Task to complete —
Emit a verbatim copy of the lines running from the line with "white ceiling, find" through the end of the material below.

Exercise materials —

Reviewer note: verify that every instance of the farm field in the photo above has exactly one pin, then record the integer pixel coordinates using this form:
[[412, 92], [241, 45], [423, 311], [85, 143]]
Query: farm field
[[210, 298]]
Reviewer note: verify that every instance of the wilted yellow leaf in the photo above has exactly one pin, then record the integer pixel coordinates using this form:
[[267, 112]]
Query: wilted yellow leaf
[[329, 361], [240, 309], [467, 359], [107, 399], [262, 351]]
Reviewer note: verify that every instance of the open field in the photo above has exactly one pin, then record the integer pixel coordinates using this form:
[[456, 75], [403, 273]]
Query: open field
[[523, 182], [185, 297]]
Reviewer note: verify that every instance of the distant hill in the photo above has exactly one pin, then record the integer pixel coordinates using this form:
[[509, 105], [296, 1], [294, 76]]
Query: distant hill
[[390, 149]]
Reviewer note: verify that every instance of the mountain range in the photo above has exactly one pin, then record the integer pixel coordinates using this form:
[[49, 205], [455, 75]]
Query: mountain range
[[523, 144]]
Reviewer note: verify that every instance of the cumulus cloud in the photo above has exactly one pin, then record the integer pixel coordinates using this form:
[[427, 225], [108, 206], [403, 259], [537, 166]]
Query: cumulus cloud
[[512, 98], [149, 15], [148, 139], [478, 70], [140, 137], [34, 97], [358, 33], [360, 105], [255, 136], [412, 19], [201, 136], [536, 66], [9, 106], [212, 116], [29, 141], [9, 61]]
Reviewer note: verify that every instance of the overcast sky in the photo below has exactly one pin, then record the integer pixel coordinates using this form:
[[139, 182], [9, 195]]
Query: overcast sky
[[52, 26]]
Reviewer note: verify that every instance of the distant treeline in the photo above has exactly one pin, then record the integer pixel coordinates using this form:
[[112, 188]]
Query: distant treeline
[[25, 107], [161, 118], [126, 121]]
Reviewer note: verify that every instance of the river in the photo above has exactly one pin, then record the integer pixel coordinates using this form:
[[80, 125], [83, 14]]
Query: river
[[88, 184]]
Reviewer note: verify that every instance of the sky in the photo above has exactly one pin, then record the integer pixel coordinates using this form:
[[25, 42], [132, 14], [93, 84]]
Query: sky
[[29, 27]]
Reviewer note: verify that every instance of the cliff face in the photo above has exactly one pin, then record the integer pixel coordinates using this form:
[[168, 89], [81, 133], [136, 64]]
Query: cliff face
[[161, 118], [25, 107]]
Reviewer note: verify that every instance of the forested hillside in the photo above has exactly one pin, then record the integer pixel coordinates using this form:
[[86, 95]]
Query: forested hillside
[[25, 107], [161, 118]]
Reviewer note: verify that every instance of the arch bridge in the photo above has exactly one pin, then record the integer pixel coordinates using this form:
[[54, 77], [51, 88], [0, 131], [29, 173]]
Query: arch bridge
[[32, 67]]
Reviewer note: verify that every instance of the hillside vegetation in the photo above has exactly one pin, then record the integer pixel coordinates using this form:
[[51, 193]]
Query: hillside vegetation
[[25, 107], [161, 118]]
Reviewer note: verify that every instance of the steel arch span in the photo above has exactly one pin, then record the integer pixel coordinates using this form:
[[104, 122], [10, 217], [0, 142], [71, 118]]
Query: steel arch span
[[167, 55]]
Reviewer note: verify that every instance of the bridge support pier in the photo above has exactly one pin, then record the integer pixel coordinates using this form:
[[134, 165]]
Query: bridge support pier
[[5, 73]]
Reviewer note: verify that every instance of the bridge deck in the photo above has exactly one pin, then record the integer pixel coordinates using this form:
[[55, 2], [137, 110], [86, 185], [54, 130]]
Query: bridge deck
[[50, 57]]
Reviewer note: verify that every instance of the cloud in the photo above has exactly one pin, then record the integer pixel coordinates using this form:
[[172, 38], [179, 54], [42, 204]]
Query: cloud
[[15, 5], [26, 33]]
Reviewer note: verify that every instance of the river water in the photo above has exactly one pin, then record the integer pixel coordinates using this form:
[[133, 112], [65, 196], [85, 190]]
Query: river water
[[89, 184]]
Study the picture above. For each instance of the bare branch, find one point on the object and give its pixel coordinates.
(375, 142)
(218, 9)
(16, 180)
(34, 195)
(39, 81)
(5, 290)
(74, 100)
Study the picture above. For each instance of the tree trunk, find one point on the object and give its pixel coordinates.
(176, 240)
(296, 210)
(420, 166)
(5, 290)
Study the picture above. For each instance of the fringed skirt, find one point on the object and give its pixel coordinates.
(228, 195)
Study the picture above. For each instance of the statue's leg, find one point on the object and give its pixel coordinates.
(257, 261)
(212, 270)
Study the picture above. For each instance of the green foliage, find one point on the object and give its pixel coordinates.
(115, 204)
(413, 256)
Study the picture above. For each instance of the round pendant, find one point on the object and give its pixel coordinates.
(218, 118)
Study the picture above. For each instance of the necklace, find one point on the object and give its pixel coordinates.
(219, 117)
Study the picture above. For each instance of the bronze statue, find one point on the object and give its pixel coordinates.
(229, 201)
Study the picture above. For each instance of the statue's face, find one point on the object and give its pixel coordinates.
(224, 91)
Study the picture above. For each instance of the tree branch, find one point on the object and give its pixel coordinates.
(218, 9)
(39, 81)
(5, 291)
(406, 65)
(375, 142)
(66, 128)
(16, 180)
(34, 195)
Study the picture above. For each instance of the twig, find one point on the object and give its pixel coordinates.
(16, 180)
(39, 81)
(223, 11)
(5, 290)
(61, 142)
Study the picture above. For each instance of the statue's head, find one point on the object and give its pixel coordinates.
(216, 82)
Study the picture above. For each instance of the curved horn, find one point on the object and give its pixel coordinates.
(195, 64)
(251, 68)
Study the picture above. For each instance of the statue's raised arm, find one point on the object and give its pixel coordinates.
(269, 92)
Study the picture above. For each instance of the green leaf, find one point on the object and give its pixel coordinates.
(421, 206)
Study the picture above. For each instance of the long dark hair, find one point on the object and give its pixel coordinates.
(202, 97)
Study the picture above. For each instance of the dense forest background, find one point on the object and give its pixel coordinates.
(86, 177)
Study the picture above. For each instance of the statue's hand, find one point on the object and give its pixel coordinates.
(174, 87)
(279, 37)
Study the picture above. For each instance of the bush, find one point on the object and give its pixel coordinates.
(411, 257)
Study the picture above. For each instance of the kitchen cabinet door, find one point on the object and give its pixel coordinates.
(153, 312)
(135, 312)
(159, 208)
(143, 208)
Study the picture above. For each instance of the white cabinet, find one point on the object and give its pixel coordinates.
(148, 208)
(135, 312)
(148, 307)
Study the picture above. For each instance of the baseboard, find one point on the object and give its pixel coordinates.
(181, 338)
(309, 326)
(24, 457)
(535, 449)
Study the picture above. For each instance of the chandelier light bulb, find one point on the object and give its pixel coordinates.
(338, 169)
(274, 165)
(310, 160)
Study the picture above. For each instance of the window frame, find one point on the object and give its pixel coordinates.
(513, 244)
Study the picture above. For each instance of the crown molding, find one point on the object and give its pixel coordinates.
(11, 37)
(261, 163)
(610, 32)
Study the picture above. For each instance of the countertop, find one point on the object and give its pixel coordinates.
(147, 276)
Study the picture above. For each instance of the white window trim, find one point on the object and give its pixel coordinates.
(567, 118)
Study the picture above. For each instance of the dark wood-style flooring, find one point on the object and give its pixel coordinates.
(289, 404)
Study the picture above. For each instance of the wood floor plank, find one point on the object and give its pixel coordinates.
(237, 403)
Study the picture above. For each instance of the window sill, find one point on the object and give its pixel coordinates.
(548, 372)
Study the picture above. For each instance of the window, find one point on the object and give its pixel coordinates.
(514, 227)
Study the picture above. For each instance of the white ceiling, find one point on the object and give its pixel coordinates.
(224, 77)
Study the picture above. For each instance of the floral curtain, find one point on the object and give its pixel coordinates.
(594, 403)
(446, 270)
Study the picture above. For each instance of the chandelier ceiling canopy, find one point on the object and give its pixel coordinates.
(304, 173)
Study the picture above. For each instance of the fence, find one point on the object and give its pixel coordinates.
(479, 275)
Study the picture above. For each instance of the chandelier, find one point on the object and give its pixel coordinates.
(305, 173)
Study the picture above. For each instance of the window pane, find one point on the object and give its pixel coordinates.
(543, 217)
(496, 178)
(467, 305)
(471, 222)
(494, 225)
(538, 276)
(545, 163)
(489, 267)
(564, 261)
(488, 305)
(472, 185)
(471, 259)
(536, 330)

Reply —
Study the picture above. For each instance of the white ceiling, find one point on the object and give its pixel coordinates.
(224, 77)
Study the picture above. For each instance of the floral curtain, find one point on the object and give its pixel coordinates.
(594, 403)
(446, 270)
Study the picture above. For each instance of the chandelier ceiling canopy, find one point on the object and give its pixel coordinates.
(304, 173)
Study the picture above. For each instance of the fence, find one point on the object and give its pixel coordinates.
(479, 275)
Study the picture above. For each instance of the chandelier, find one point on the object and give its pixel coordinates.
(305, 173)
Study the picture above. For each instance of the window pane, find one point on the object and give its pixel coordinates.
(543, 217)
(496, 178)
(467, 305)
(471, 222)
(494, 225)
(538, 276)
(545, 163)
(489, 267)
(564, 261)
(488, 305)
(472, 185)
(471, 259)
(536, 330)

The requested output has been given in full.